* _TEXT_

Do you make accessories for your sewing projects? The most I’ve done is make a couple of belts – one ribbon belt with a fabric covered buckle for my Bluegingerdoll Winifred Dress and two fabric belts to match the dresses from vintage patterns. My latest fabric belt is the contrasting hot pink belt I made to go with the dress I made for the Spring for Cotton sewalong organized by Lucky Lucille. And this time I took accessories one step further and put together a fascinator by attaching a feathered headpiece to a hair band, which I’ll blog about later. 

DIY - fabric belt - csews.com

Because I didn’t actually start sewing the dress until the last week of the sewalong (I made a muslin first), I didn’t have much time to make the belt. I had to sew it after I got home from work so I could photograph the ensemble the following day. The deadline for photos was April 30. Because I the time crunch, I decided to take my chances and improvise a short cut to make the belt.

I used the same fabric as the underlining of my dress – this hot pink cotton from Stonemountain & Daughter Fabrics. Here’s a detail of two fabrics. I love how the pink pops through the eyelet fabric.

Bodice with lining attached

For the belt backing, I used 3/4″ (1.9 cm) buckram ban-roll that I got at Britex Fabrics. I work a few blocks from Britex so I can easily pop over there during my lunch break or after work. I told Natalie, the notions floor manager, that I was going to make a fabric-covered belt and I needed some belt backing. She suggested using ban-roll. I decided to give it a try. It’s wasn’t very thick but is stiff yet flexible.

My short cut was using double-sided fusible tape (see photo below) – to avoid basting. It has a paper backing. You iron it on your fabric, then peel off the paper, place the other piece of fabric on top of the fusible and iron those pieces together.

I cut the end of the ban-roll so it would have a triangular shape on the end. I cut two pieces of fabric – the first one would go partially around the ban-roll and the second would be ironed so it would be exactly the same width as the first layer. The second piece goes directly on top of the first and then they are top stitched together.

In this photo, I’ve placed the fusible on top of the ban-roll. Then I ironed the fusible to the ban-roll.

* _SOURCE INFORMATION_
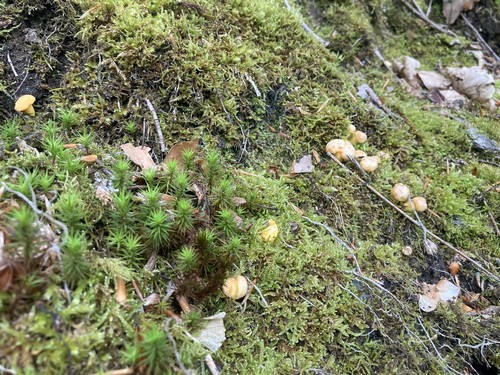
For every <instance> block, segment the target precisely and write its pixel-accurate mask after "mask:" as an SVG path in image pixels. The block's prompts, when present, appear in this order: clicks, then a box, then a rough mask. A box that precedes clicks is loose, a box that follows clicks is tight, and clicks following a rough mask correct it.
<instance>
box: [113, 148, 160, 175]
mask: <svg viewBox="0 0 500 375" xmlns="http://www.w3.org/2000/svg"><path fill="white" fill-rule="evenodd" d="M120 148H121V149H122V150H123V152H124V153H125V155H127V156H128V157H129V158H130V160H132V162H133V163H134V164H137V165H138V166H139V167H141V168H142V169H148V168H156V164H155V162H154V161H153V159H152V158H151V155H149V150H150V148H149V147H144V146H140V147H135V146H133V145H132V143H125V144H123V145H121V146H120Z"/></svg>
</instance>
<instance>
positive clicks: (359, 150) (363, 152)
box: [354, 150, 368, 160]
mask: <svg viewBox="0 0 500 375" xmlns="http://www.w3.org/2000/svg"><path fill="white" fill-rule="evenodd" d="M354 156H355V157H356V159H358V160H359V159H363V158H364V157H366V156H368V155H366V152H364V151H363V150H356V152H355V154H354Z"/></svg>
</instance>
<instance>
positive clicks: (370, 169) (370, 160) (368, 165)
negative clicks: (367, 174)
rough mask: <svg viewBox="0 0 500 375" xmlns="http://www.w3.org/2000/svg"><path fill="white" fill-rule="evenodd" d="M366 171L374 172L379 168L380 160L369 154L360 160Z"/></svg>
mask: <svg viewBox="0 0 500 375" xmlns="http://www.w3.org/2000/svg"><path fill="white" fill-rule="evenodd" d="M359 165H361V168H363V170H364V171H365V172H368V173H372V172H375V170H376V169H377V168H378V160H377V159H376V158H374V157H373V156H367V157H365V158H363V159H361V161H360V162H359Z"/></svg>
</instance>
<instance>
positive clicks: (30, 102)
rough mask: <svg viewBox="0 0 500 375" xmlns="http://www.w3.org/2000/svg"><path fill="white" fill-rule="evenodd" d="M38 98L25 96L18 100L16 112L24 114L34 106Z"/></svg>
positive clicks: (23, 96) (31, 96) (15, 110)
mask: <svg viewBox="0 0 500 375" xmlns="http://www.w3.org/2000/svg"><path fill="white" fill-rule="evenodd" d="M35 100H36V98H35V97H34V96H33V95H23V96H20V97H19V98H18V99H17V100H16V105H15V107H14V111H17V112H23V111H26V110H27V109H28V108H29V107H31V106H32V105H33V103H34V102H35Z"/></svg>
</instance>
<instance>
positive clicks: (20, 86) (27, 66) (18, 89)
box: [12, 60, 31, 95]
mask: <svg viewBox="0 0 500 375" xmlns="http://www.w3.org/2000/svg"><path fill="white" fill-rule="evenodd" d="M30 64H31V60H28V66H27V67H26V74H25V75H24V78H23V80H22V81H21V83H20V84H19V86H17V89H16V91H14V93H13V94H12V95H16V92H18V91H19V89H20V88H21V87H22V86H23V84H24V81H26V78H28V74H29V72H30Z"/></svg>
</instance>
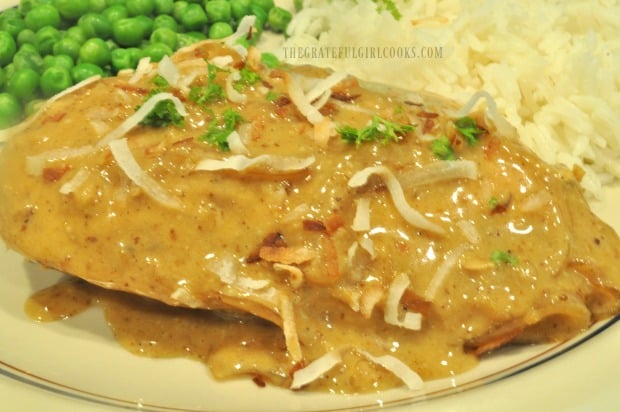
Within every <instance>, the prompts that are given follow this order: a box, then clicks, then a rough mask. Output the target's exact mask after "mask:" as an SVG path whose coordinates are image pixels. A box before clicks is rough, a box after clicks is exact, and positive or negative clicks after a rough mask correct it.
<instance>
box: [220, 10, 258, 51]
mask: <svg viewBox="0 0 620 412" xmlns="http://www.w3.org/2000/svg"><path fill="white" fill-rule="evenodd" d="M255 21H256V16H245V17H243V18H242V19H241V21H240V22H239V25H238V26H237V30H236V31H235V32H234V33H233V34H232V35H230V36H228V37H227V38H226V40H224V44H225V45H227V46H228V47H230V48H231V49H233V50H235V51H236V52H237V53H238V54H239V56H241V57H242V58H244V59H245V58H246V56H247V55H248V49H246V48H245V47H243V46H242V45H240V44H239V43H237V40H239V39H240V38H242V37H247V36H248V35H249V34H250V33H251V32H252V30H254V22H255Z"/></svg>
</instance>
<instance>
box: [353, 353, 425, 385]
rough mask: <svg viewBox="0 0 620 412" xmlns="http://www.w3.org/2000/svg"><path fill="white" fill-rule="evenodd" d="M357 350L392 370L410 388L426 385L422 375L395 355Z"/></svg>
mask: <svg viewBox="0 0 620 412" xmlns="http://www.w3.org/2000/svg"><path fill="white" fill-rule="evenodd" d="M356 351H357V352H358V353H359V354H361V355H363V356H364V357H365V358H366V359H368V360H369V361H371V362H374V363H376V364H377V365H381V366H382V367H384V368H385V369H387V370H388V371H390V372H392V373H393V374H394V376H396V377H397V378H399V379H400V380H402V381H403V383H404V384H405V385H406V386H407V388H409V389H410V390H415V389H421V388H422V386H423V385H424V381H423V380H422V378H421V377H420V375H418V374H417V373H416V372H415V371H414V370H412V369H411V368H410V367H409V366H407V365H406V364H405V363H404V362H403V361H401V360H400V359H398V358H396V357H395V356H392V355H383V356H373V355H371V354H370V353H368V352H366V351H363V350H360V349H356Z"/></svg>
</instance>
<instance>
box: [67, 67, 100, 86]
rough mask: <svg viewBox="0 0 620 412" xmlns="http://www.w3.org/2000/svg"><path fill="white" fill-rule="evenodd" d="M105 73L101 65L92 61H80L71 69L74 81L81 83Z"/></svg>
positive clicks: (75, 81)
mask: <svg viewBox="0 0 620 412" xmlns="http://www.w3.org/2000/svg"><path fill="white" fill-rule="evenodd" d="M104 74H105V72H104V70H103V69H102V68H101V67H99V66H97V65H96V64H92V63H79V64H76V65H75V66H73V68H72V69H71V78H72V79H73V82H74V83H79V82H81V81H83V80H86V79H88V78H89V77H93V76H96V75H99V76H103V75H104Z"/></svg>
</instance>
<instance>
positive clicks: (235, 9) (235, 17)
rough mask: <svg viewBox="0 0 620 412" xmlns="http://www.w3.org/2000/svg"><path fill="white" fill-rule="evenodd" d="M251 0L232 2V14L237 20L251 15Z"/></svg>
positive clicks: (230, 12)
mask: <svg viewBox="0 0 620 412" xmlns="http://www.w3.org/2000/svg"><path fill="white" fill-rule="evenodd" d="M250 2H251V0H230V13H231V14H232V17H233V18H234V19H235V20H241V19H242V18H243V17H245V16H247V15H248V14H250Z"/></svg>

* _THINGS TO DO_
A – Reproduce the fabric belt text from "I cut the end" to "to the ban-roll.".
B – Identify each row that contains the string "this", paying attention to case, and copy it in full.
The rows have no connection to the fabric belt text.

* _RESPONSES IN ORDER_
A –
I cut the end of the ban-roll so it would have a triangular shape on the end. I cut two pieces of fabric – the first one would go partially around the ban-roll and the second would be ironed so it would be exactly the same width as the first layer. The second piece goes directly on top of the first and then they are top stitched together.

In this photo, I’ve placed the fusible on top of the ban-roll. Then I ironed the fusible to the ban-roll.

B –
For every <instance> block, segment the target precisely and write its pixel-accurate mask after "mask:" as an SVG path in image pixels. The block's prompts, when present, appear in this order: clicks, then a box, then a rough mask. A box that precedes clicks is loose, a box that follows clicks is tight, and clicks following a rough mask correct it.
Within every <instance>, the prompts that are given follow this order: a box, then clicks, then a rough mask. Output the target's exact mask after "mask:" as an SVG path whose coordinates are image pixels. A box before clicks is rough, a box after clicks is exact, and positive or negative clicks after a rough mask correct it.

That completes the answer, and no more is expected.